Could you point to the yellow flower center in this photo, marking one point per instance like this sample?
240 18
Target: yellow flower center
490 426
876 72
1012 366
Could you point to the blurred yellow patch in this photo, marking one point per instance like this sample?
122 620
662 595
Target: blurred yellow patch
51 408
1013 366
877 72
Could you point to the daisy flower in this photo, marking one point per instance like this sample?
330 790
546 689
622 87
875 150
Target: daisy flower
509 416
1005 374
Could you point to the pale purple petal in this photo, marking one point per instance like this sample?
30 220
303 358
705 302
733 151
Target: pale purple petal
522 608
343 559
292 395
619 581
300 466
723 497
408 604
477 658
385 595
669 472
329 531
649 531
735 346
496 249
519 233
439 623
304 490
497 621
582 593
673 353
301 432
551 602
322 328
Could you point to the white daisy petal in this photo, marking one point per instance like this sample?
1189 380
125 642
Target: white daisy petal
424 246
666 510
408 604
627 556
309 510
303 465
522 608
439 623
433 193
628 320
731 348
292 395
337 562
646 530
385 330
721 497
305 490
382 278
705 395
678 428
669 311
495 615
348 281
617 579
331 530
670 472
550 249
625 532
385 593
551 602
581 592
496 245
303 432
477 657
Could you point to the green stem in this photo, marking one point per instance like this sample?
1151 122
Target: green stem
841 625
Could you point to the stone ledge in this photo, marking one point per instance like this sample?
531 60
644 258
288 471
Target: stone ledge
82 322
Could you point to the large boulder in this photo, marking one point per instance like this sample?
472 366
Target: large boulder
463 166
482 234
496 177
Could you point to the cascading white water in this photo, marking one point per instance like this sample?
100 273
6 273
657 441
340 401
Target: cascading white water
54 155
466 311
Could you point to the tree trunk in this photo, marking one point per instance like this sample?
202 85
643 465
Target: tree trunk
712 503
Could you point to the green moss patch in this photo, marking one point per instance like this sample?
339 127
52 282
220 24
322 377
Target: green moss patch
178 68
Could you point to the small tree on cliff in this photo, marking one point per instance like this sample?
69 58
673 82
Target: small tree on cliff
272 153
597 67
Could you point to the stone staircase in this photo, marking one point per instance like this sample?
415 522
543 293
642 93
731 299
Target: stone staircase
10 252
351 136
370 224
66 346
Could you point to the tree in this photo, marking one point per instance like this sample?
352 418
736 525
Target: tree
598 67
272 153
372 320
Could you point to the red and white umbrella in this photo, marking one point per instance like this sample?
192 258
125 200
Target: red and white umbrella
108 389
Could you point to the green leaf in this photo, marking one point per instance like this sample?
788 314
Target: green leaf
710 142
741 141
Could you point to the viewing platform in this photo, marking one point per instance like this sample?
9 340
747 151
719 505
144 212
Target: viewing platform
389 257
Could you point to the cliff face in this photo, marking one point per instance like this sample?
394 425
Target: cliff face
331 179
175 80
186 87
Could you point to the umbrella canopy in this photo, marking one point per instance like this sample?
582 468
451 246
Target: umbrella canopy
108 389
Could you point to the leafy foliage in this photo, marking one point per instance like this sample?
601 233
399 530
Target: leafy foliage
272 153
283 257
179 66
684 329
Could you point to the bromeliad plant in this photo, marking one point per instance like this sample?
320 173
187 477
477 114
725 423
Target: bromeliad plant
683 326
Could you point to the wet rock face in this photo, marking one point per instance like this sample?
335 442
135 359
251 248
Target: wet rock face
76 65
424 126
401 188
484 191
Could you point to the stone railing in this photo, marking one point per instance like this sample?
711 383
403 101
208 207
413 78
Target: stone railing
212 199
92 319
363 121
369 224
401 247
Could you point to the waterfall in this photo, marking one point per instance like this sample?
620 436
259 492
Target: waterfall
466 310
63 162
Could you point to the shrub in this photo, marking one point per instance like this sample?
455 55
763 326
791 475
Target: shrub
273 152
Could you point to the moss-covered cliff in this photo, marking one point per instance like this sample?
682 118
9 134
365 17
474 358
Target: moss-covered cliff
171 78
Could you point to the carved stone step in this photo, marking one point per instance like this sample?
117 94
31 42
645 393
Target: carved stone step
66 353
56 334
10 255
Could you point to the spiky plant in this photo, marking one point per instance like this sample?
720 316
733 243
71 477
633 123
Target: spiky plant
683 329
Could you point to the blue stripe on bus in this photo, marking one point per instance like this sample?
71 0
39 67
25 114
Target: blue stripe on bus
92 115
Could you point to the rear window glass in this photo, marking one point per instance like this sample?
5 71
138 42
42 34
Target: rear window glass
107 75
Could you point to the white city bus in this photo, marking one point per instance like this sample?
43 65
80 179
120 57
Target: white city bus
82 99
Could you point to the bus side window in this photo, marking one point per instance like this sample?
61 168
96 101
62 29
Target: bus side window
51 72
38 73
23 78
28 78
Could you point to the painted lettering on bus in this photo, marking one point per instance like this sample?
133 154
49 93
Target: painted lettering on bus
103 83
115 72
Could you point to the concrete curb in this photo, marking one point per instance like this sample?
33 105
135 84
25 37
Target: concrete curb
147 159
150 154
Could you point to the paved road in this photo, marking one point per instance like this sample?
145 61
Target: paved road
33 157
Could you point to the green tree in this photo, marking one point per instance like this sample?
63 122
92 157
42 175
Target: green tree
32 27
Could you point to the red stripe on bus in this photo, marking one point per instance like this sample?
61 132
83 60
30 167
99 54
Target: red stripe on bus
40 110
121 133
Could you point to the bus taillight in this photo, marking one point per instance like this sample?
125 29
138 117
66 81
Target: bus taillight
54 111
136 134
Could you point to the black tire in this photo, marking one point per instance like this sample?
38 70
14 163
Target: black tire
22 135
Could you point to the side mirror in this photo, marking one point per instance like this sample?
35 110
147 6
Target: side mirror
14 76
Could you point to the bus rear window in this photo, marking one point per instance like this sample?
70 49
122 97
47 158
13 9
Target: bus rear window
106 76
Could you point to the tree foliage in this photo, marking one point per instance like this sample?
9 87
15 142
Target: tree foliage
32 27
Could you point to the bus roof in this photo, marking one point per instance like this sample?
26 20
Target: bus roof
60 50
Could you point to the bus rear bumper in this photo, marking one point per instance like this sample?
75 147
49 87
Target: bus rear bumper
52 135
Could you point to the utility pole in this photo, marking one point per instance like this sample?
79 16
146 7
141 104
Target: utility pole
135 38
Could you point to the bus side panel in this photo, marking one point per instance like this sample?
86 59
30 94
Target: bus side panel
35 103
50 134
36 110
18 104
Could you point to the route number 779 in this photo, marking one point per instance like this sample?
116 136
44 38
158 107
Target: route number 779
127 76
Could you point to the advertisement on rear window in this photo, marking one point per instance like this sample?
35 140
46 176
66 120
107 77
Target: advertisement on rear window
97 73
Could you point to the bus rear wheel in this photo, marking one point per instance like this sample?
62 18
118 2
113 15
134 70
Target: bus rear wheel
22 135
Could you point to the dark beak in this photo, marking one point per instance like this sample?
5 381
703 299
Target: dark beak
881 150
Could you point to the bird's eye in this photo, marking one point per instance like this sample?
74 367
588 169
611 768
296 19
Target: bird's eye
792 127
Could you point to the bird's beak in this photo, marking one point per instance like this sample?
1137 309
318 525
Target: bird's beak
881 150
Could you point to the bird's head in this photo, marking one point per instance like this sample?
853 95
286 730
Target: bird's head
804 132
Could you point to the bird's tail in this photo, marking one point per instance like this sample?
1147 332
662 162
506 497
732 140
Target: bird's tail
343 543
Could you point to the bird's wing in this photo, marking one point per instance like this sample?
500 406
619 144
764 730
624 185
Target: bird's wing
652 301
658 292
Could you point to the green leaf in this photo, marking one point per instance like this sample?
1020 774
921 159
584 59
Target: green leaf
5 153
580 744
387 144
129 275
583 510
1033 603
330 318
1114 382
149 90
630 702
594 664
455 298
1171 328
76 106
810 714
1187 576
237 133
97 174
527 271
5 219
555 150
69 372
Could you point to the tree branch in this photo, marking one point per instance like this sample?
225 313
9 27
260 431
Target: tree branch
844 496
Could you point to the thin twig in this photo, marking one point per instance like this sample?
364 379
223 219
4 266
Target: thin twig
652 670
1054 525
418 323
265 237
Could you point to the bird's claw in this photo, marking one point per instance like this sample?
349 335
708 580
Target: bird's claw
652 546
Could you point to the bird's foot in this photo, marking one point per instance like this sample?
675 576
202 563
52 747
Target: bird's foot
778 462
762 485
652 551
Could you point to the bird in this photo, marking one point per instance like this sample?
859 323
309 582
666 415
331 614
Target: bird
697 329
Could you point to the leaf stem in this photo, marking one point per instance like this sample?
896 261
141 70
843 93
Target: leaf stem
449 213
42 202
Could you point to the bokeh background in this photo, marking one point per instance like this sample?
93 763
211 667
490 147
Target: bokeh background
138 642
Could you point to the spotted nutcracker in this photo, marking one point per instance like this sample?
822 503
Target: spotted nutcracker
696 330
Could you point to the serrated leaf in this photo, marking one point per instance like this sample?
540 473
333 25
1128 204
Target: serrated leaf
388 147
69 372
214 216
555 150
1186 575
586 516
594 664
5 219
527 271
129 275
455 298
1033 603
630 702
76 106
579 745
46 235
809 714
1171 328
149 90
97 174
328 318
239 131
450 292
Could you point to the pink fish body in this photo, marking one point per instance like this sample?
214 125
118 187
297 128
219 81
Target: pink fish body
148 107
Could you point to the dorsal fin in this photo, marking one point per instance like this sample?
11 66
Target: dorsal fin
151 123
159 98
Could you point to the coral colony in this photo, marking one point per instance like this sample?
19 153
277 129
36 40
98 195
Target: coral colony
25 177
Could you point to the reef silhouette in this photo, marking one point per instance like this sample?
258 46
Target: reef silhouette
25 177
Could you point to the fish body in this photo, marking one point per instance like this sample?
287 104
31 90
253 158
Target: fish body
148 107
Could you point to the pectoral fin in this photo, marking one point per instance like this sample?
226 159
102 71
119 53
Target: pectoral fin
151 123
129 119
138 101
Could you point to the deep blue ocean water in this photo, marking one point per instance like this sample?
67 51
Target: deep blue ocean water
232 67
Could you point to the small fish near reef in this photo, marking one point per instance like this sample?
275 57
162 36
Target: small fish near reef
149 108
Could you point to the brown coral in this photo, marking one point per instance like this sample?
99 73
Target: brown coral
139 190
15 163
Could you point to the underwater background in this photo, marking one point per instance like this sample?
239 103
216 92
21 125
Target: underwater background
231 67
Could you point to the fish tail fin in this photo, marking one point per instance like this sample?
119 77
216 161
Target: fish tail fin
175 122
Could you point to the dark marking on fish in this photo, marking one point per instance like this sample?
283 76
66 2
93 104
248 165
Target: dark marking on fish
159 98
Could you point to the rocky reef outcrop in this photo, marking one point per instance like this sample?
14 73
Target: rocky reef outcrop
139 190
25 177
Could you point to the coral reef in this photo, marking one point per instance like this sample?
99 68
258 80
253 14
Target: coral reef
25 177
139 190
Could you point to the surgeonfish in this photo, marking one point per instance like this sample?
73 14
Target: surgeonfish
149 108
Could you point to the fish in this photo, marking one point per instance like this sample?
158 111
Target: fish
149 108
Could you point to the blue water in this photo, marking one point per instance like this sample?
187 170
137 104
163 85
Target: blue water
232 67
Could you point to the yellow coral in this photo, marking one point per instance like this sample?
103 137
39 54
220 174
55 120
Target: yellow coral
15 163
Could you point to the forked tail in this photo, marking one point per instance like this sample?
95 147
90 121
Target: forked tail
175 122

◇ ◇ ◇ ◇ ◇ ◇ ◇

*Goal*: Copy out exactly the lines between the line with "Could you point to the rocky" and the last line of the entries, counting both of those lines.

*Written response*:
Could you point to the rocky reef outcrop in this photo, marking one point per instance like this sample?
14 73
Target: rocky reef outcrop
139 190
25 177
Could you point to the coral reef in this photo, marking one point per instance like this sample?
99 68
258 80
253 14
Target: coral reef
25 177
139 190
Could you point to the surgeonfish in this photo, marking one point per instance like this sample?
73 14
Target: surgeonfish
149 108
Could you point to the fish in this photo, marking one point per instance like this sample?
158 111
Target: fish
149 108
Could you point to the blue water in this photo, marking one point per instance like this sample?
187 170
137 104
163 85
Target: blue water
232 67
Could you point to the yellow coral in this photo, marking one point per instance like this sample?
103 137
39 54
220 174
55 120
Target: yellow coral
15 163
Could you point to the forked tail in this photo, marking one point per instance like this sample?
95 147
90 121
Target: forked tail
175 122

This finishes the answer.